• Work task
Reproduce verbatim the stretch of rows from the very start through the line containing "positive clicks: (569, 92) (465, 195)", with both ends included.

──────── Material supplied

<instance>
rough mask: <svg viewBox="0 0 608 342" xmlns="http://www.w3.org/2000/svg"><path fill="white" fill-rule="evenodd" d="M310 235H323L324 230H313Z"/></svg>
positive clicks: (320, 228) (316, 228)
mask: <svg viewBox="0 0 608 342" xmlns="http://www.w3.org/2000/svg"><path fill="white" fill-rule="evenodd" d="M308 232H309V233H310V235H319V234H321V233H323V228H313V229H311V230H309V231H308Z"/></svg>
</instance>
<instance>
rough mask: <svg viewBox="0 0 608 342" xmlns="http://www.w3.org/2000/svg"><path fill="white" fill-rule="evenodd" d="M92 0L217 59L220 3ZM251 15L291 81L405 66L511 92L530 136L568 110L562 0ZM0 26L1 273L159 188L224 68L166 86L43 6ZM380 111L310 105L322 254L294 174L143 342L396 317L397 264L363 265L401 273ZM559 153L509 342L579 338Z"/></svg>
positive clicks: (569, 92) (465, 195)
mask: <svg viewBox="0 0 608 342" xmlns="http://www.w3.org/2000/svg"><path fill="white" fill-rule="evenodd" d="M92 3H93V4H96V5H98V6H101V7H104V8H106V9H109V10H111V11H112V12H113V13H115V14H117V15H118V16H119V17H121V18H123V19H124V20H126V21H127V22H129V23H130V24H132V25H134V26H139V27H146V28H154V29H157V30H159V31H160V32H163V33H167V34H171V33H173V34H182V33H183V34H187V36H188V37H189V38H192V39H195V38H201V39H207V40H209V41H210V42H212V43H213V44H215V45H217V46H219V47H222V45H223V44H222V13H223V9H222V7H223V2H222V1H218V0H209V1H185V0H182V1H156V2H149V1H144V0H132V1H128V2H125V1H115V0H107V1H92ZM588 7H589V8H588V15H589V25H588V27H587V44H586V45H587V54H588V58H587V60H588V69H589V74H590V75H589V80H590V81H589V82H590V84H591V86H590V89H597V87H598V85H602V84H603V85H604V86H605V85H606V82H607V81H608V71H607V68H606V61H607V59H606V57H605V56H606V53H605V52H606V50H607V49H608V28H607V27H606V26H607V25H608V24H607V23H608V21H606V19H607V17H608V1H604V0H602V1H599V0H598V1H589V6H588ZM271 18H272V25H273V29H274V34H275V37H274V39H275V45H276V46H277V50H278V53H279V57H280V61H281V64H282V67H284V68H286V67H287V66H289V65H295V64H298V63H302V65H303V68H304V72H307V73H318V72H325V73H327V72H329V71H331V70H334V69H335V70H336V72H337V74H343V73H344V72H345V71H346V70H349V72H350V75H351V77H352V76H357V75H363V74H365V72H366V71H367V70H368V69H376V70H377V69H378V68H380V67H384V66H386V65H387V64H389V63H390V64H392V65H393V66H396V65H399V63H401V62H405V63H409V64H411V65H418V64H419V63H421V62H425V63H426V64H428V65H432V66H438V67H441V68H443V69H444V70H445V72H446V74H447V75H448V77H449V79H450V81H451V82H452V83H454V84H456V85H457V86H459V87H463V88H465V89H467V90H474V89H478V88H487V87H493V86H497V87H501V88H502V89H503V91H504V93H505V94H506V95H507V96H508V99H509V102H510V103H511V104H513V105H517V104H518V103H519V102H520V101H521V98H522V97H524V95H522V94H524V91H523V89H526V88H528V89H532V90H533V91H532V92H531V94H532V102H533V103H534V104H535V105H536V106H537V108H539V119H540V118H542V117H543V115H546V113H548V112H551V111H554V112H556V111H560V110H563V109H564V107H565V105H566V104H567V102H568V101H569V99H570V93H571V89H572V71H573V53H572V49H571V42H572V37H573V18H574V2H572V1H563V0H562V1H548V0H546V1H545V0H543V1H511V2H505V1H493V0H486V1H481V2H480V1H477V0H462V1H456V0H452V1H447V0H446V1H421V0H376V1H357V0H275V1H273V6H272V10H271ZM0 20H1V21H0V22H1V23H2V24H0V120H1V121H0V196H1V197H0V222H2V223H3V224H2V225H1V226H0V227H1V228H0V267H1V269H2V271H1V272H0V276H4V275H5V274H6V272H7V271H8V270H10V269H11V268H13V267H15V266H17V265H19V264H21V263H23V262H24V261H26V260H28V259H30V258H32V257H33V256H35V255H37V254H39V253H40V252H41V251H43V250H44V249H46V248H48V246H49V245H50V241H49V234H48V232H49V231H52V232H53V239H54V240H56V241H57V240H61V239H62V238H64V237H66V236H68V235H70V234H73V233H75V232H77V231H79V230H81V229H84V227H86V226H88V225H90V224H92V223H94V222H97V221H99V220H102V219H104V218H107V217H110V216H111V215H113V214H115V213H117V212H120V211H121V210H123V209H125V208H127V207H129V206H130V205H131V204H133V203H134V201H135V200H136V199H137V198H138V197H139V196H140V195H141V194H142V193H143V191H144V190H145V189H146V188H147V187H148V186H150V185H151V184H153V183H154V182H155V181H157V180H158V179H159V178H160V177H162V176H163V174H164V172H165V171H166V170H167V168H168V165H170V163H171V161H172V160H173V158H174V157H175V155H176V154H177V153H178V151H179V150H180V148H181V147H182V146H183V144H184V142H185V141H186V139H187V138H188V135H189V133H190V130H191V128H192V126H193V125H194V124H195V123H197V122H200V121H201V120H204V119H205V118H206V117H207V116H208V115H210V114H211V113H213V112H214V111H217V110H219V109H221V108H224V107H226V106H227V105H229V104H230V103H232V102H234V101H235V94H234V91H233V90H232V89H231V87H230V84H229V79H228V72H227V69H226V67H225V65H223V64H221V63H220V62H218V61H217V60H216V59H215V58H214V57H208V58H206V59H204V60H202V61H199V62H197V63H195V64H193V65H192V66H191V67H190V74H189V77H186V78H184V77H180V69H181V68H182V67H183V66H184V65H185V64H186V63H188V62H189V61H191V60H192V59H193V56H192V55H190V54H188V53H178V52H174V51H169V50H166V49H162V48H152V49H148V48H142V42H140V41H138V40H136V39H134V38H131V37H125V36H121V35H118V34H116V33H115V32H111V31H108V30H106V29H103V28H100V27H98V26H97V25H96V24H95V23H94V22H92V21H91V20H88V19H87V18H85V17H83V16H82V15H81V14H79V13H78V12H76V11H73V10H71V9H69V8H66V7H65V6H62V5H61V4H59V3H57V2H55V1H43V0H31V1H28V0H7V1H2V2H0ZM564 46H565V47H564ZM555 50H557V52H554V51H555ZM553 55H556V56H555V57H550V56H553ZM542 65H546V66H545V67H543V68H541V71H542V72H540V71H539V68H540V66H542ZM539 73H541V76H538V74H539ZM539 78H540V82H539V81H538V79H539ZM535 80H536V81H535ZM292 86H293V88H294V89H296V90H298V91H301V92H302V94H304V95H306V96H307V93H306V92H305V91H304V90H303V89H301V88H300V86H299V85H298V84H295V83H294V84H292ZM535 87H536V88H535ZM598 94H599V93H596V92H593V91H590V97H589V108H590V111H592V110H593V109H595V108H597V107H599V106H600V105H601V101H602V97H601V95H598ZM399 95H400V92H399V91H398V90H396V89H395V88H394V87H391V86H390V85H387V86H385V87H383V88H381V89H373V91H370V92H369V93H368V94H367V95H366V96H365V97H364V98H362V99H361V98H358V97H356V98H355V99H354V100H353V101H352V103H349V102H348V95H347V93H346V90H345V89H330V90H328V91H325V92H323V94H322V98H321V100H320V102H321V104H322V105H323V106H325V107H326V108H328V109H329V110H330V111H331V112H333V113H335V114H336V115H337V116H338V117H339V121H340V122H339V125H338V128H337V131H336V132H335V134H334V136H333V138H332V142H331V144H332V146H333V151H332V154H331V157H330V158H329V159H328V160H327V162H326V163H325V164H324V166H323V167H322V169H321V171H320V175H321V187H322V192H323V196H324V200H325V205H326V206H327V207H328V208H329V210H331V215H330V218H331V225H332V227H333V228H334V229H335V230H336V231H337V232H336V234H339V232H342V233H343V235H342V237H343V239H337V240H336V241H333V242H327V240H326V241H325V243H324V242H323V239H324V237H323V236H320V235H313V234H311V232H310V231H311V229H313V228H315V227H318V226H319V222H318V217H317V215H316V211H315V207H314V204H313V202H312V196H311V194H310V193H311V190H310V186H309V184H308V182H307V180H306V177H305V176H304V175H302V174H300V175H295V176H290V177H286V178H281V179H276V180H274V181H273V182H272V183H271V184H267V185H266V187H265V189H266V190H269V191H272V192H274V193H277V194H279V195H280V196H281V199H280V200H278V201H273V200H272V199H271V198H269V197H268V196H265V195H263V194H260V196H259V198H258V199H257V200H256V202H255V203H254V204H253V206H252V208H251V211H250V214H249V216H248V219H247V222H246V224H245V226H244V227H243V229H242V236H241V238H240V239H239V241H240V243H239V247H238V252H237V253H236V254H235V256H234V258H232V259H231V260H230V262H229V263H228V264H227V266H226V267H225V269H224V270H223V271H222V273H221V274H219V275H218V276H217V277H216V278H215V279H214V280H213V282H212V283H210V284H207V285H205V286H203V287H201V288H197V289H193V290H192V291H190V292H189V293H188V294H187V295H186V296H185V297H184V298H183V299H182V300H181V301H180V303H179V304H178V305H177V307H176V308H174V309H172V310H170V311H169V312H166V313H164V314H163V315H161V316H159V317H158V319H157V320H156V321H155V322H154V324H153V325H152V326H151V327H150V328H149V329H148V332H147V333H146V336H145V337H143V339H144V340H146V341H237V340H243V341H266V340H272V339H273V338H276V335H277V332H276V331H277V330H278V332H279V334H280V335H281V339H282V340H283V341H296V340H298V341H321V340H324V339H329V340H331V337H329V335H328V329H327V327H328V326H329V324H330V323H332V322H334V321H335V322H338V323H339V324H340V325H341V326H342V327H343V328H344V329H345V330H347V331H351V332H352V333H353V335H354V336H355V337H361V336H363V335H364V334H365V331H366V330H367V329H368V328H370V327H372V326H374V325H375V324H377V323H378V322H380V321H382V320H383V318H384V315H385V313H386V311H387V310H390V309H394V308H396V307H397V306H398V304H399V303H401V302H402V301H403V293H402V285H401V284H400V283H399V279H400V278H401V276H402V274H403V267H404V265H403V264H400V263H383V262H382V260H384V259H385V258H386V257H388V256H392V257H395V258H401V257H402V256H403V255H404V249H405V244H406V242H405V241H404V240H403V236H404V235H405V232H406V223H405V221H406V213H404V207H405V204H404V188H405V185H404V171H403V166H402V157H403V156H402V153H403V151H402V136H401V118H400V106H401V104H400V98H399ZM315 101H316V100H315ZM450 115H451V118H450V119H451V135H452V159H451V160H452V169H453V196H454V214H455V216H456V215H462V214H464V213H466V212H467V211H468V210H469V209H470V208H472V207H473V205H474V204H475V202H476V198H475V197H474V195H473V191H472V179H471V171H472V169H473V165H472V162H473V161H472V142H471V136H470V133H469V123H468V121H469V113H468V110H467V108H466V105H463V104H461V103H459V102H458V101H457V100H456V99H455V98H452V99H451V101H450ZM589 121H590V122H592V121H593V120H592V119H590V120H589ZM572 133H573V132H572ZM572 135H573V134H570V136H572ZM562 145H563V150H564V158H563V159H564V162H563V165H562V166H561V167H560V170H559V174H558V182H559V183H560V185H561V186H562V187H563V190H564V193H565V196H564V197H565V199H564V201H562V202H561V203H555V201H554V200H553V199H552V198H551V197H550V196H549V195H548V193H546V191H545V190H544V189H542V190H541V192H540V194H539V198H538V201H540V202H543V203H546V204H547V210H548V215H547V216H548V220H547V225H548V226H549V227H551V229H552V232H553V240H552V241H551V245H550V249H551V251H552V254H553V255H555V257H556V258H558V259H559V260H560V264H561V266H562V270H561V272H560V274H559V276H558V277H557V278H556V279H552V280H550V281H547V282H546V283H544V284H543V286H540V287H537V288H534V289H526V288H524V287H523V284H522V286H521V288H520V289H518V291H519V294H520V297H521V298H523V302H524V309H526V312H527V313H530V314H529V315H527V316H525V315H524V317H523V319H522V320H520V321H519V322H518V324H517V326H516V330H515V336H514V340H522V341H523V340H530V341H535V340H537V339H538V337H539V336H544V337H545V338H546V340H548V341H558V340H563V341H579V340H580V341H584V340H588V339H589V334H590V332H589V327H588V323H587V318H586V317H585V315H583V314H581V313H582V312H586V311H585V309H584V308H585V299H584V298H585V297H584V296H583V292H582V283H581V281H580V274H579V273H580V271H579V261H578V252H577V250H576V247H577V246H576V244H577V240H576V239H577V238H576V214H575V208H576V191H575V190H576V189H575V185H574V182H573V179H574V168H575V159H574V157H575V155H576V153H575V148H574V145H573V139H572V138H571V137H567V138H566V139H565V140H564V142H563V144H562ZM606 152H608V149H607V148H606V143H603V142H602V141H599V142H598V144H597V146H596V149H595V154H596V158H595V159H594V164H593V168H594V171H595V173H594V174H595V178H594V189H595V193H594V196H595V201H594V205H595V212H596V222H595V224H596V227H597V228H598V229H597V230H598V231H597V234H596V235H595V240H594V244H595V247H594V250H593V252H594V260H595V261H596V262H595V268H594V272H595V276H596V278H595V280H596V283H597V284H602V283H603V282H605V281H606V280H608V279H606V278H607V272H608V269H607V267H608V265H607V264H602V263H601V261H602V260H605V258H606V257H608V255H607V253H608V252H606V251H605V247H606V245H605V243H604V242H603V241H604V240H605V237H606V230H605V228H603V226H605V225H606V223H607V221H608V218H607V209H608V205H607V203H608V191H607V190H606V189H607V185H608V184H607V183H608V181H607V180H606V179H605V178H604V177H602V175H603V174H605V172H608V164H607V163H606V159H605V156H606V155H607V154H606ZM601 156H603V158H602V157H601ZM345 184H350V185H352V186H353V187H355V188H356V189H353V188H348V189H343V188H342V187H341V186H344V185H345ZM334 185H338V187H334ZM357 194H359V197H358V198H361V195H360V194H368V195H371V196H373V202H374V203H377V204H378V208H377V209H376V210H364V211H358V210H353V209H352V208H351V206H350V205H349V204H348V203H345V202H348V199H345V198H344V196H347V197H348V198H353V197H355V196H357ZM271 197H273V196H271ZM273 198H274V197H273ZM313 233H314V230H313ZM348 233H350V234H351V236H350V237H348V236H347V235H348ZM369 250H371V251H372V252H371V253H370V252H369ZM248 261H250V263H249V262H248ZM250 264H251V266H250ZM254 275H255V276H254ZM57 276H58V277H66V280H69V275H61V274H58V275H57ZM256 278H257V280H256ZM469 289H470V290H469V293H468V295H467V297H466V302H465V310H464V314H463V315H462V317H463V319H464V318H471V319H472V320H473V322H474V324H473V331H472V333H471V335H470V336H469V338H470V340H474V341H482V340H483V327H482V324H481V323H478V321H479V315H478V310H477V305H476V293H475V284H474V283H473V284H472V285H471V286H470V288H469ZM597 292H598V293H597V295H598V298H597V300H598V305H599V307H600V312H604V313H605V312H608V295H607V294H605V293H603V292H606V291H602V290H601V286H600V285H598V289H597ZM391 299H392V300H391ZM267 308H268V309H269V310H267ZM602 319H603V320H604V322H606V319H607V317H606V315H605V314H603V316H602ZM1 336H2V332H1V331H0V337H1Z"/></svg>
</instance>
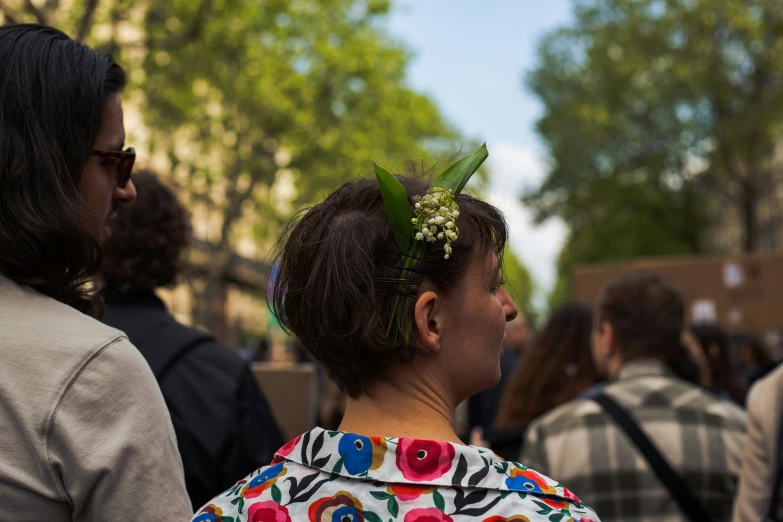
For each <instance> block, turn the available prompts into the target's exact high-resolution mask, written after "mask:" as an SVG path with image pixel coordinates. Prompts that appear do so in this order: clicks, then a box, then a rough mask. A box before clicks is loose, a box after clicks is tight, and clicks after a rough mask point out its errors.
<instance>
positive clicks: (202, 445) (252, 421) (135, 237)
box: [101, 172, 284, 509]
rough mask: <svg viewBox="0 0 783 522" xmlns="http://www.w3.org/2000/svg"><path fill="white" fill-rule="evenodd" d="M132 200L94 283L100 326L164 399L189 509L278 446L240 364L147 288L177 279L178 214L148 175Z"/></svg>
mask: <svg viewBox="0 0 783 522" xmlns="http://www.w3.org/2000/svg"><path fill="white" fill-rule="evenodd" d="M134 180H135V183H136V190H137V192H138V196H137V198H136V202H135V203H134V204H133V205H131V206H128V207H126V208H123V209H121V210H120V211H119V212H118V213H117V218H116V224H117V230H116V232H115V233H114V234H113V235H112V237H111V239H110V240H109V241H108V242H107V244H106V249H105V250H106V255H105V257H104V260H103V266H102V269H101V282H102V283H103V285H104V292H103V293H104V296H105V298H106V306H107V312H106V318H105V322H106V324H108V325H110V326H113V327H114V328H117V329H119V330H122V331H124V332H125V333H126V334H127V335H128V337H129V338H130V340H131V342H133V343H134V344H135V345H136V347H137V348H138V350H139V352H141V354H142V355H143V356H144V358H145V359H146V360H147V362H149V364H150V367H151V368H152V370H153V373H154V374H155V377H156V378H157V380H158V384H159V385H160V388H161V390H162V391H163V397H164V398H165V399H166V404H167V405H168V408H169V411H170V413H171V418H172V421H173V423H174V431H175V432H176V434H177V443H178V445H179V451H180V453H181V455H182V462H183V464H184V468H185V484H186V486H187V490H188V494H189V495H190V500H191V502H192V505H193V507H194V509H195V508H198V507H199V506H201V505H202V504H204V502H206V501H207V500H209V499H210V498H212V497H213V496H214V495H217V494H218V493H220V492H221V491H224V490H226V489H227V488H228V487H229V486H231V485H232V484H233V483H234V481H235V480H236V478H237V477H240V476H243V475H245V474H247V473H249V472H250V471H252V470H254V469H256V468H258V467H260V466H264V465H266V464H269V462H270V461H271V460H272V458H273V457H274V452H275V451H276V450H277V449H278V448H279V447H280V446H282V444H283V442H284V441H283V438H282V435H281V434H280V431H279V430H278V427H277V425H276V423H275V420H274V418H273V417H272V413H271V410H270V408H269V406H268V405H267V403H266V400H265V398H264V396H263V394H262V392H261V390H260V389H259V387H258V384H257V383H256V381H255V378H254V377H253V375H252V373H251V372H250V368H249V366H248V363H247V362H246V361H245V360H244V359H242V358H241V357H240V356H239V354H237V353H235V352H233V351H232V350H230V349H229V348H226V347H225V346H222V345H220V344H219V343H217V342H216V341H215V340H214V339H213V338H212V336H210V335H208V334H206V333H204V332H201V331H199V330H196V329H193V328H188V327H187V326H184V325H182V324H180V323H178V322H177V321H176V320H175V319H174V317H172V315H171V314H170V313H169V312H168V310H167V309H166V305H165V304H164V303H163V301H161V299H160V298H159V297H158V296H157V295H155V290H156V289H158V288H164V287H170V286H173V285H175V284H176V282H177V277H178V275H179V274H180V272H181V271H182V266H183V263H184V256H185V254H186V252H187V247H188V243H189V240H190V222H189V216H188V213H187V211H186V210H185V209H184V208H183V207H182V205H181V204H180V202H179V201H178V200H177V196H176V195H175V194H174V192H173V191H172V190H171V189H170V188H169V187H167V186H166V185H164V184H163V183H162V182H161V181H160V180H159V179H158V178H157V177H156V176H155V175H154V174H152V173H150V172H138V173H136V174H135V176H134Z"/></svg>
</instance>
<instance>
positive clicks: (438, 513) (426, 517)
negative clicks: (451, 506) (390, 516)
mask: <svg viewBox="0 0 783 522" xmlns="http://www.w3.org/2000/svg"><path fill="white" fill-rule="evenodd" d="M405 522H454V520H453V519H452V518H451V517H450V516H448V515H447V514H445V513H443V512H441V510H440V509H438V508H420V509H412V510H411V511H408V514H406V515H405Z"/></svg>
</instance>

────────────────

• Problem solution
<instance>
rough mask: <svg viewBox="0 0 608 342" xmlns="http://www.w3.org/2000/svg"><path fill="white" fill-rule="evenodd" d="M310 235H323L324 230H313Z"/></svg>
positive clicks: (320, 228) (316, 228)
mask: <svg viewBox="0 0 608 342" xmlns="http://www.w3.org/2000/svg"><path fill="white" fill-rule="evenodd" d="M308 232H309V233H310V235H319V234H321V233H323V228H313V229H311V230H309V231H308Z"/></svg>
</instance>
<instance>
rough mask: <svg viewBox="0 0 608 342" xmlns="http://www.w3.org/2000/svg"><path fill="white" fill-rule="evenodd" d="M92 0L217 59L220 3ZM251 15L291 81L405 66L511 92L530 136L568 110L562 0ZM0 26L1 273L159 188L224 68L166 86L43 6ZM380 111L310 105L322 254L294 174L143 342L396 317L397 264L363 265L401 273ZM559 153L509 342L579 338Z"/></svg>
positive clicks: (569, 92) (465, 195)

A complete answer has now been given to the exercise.